» **Stored records**
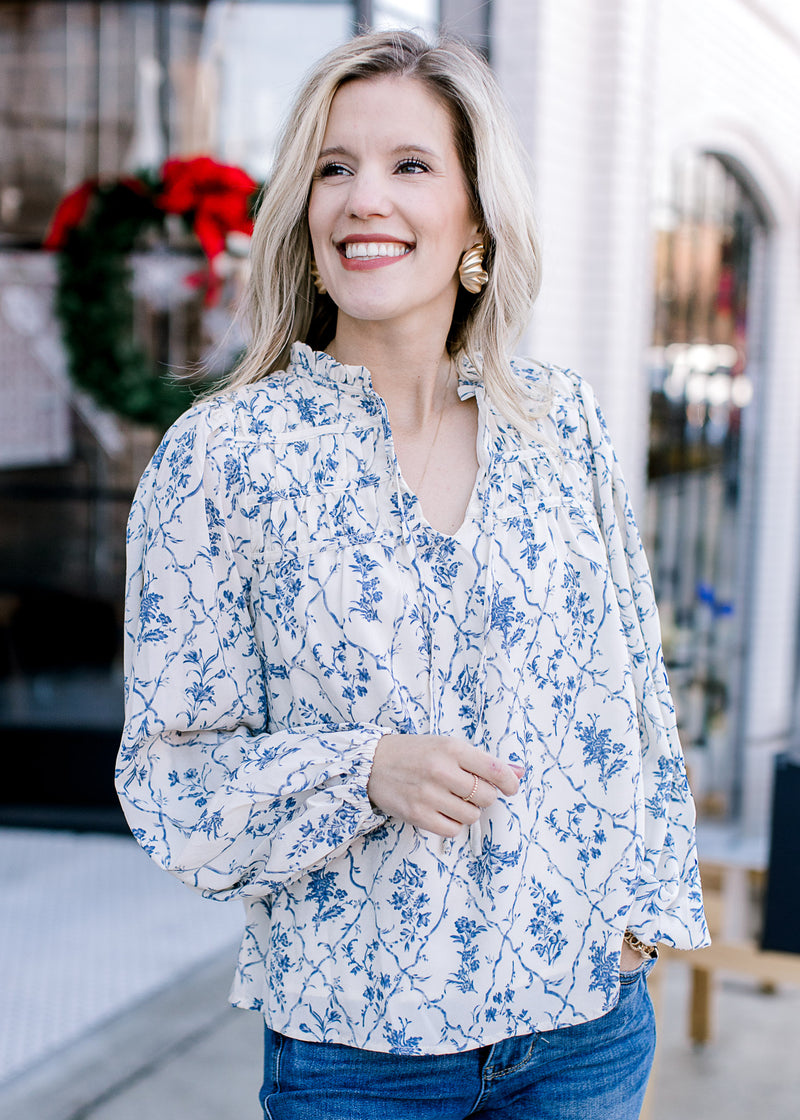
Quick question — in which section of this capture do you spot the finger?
[453,774,499,809]
[462,748,520,797]
[438,795,482,828]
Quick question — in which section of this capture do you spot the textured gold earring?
[458,241,489,296]
[311,258,328,296]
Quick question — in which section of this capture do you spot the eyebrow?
[317,143,437,159]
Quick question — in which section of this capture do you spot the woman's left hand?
[620,941,646,972]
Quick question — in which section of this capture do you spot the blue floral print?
[117,344,707,1054]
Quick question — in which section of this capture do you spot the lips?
[336,233,416,272]
[339,241,411,261]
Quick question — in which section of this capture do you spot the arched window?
[645,153,765,815]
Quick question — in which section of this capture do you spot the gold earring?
[310,258,328,296]
[458,241,489,296]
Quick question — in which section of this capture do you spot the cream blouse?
[118,344,707,1054]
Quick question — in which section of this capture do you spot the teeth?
[344,241,409,261]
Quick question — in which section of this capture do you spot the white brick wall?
[492,0,800,830]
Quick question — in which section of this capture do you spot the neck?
[327,315,457,429]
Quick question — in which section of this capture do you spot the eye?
[394,156,430,175]
[315,160,350,179]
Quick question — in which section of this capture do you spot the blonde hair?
[226,31,549,430]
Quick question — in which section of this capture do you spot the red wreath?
[44,156,258,301]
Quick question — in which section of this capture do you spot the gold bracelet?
[622,930,659,960]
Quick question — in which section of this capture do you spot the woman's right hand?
[366,735,523,839]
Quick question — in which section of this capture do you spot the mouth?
[336,241,413,261]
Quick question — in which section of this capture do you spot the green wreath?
[45,157,257,430]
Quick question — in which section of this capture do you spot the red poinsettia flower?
[43,179,97,250]
[157,156,258,262]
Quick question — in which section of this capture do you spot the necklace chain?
[417,362,453,494]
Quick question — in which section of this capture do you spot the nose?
[347,168,392,221]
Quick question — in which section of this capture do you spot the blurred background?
[0,0,800,1120]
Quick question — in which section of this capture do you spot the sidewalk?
[0,831,800,1120]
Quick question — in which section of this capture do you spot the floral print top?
[117,344,707,1054]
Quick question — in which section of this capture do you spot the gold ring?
[462,774,477,804]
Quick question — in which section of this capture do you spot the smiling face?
[308,76,478,334]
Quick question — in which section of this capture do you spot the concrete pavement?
[0,831,800,1120]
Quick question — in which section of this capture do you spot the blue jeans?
[260,962,655,1120]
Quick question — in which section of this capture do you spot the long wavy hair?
[225,31,548,430]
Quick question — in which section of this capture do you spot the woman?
[118,26,707,1120]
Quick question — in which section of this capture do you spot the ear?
[464,222,487,253]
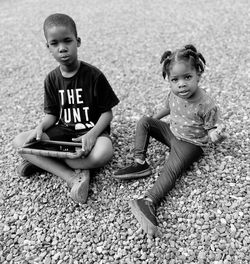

» **What you will do**
Rewrite all the records above as a JSON list of strings, one string per line, with blank lines omitted and the pictures left out.

» **Reply to the task**
[
  "Quick question — in which section of this capture do you spot the finger?",
  "[453,774,499,809]",
  "[462,748,520,797]",
  "[438,795,482,828]",
  "Quick question — in which section of this capture do you spot the textured gold earring?",
  "[458,241,489,296]",
  "[311,258,328,296]",
  "Quick question — in which section of this capture do you spot the eyebrow?",
  "[317,143,437,159]",
  "Quick question — in which section of this capture do you spot the woman's left hand?",
  "[620,941,646,972]",
  "Quick question — in which section of this capture do you spot the blue floral print?",
  "[117,344,707,1054]",
  "Quick question — in which section of this capture do you spot the lips?",
  "[336,233,416,272]",
  "[339,241,411,261]",
  "Quick question — in which section of this capture do you spot the arched window?",
  "[645,153,765,815]",
  "Quick question — in which section of this capture do you spot the gold earring?",
  "[310,258,328,296]",
  "[458,241,489,296]",
  "Quick question — in which section of this capture do you spot the cream blouse?",
  "[118,344,707,1054]",
  "Quick question — in which section of this capture do you spot the teeth?",
  "[344,241,409,261]",
  "Quick question — in which section of this capture do you spot the white brick wall?",
  "[492,0,800,830]",
  "Quick question — in which section of this capture do you spot the neck?",
  "[327,315,457,429]",
  "Quick question — in which section of this capture do you spot the eye?",
  "[394,156,430,175]",
  "[315,160,350,179]",
  "Quick question — in which section of this capture do you spot the blonde hair?",
  "[226,31,549,430]",
  "Quick question — in which section of this capture do you spot the red wreath?",
  "[44,156,258,301]",
  "Quick question — in which section of this capture do you spot the gold bracelet?",
  "[622,930,659,960]",
  "Quick question — in which section of this capture do you spot the woman's right hand?",
  "[366,735,523,839]",
  "Quick question — in which section of this capture do you spot the mouth?",
  "[336,241,413,261]",
  "Quick question — in which section of this capture do you spot the green wreath?",
  "[45,157,257,430]",
  "Quick question — in which section of this capture do you spot the red poinsettia flower?",
  "[43,179,97,250]",
  "[157,156,258,262]",
  "Quick question — in which section of this capture do you spot the necklace chain?",
  "[417,362,453,494]",
  "Quick question — in which section of this capture do you spot the nose?",
  "[347,168,392,221]",
  "Quick question — in which section of this capture do you spot the blurred background?",
  "[0,0,800,1120]",
  "Quick question — in which section of this capture do you spot the sidewalk?",
  "[0,831,800,1120]",
  "Quick question — in which section of this capture do you spot the floral print top?",
  "[117,344,707,1054]",
  "Quick question — in which section of this capture do you spot the gold ring?",
  "[462,774,477,804]",
  "Quick question — in which section of this capture do you spot the smiling face?",
  "[308,76,478,334]",
  "Quick question — in which section of this capture do you spot the concrete pavement?",
  "[0,831,800,1120]",
  "Quick question — in which section of this capture do you spot the blue jeans?",
  "[260,962,655,1120]",
  "Quick question — in which section of this capture do you spot the long wavy hair?",
  "[225,31,548,430]",
  "Quick question — in which section of this capture do you spot the woman?",
  "[118,26,707,1120]",
  "Quick question — in which section of this capture do you spot the ear?",
  "[464,222,487,253]"
]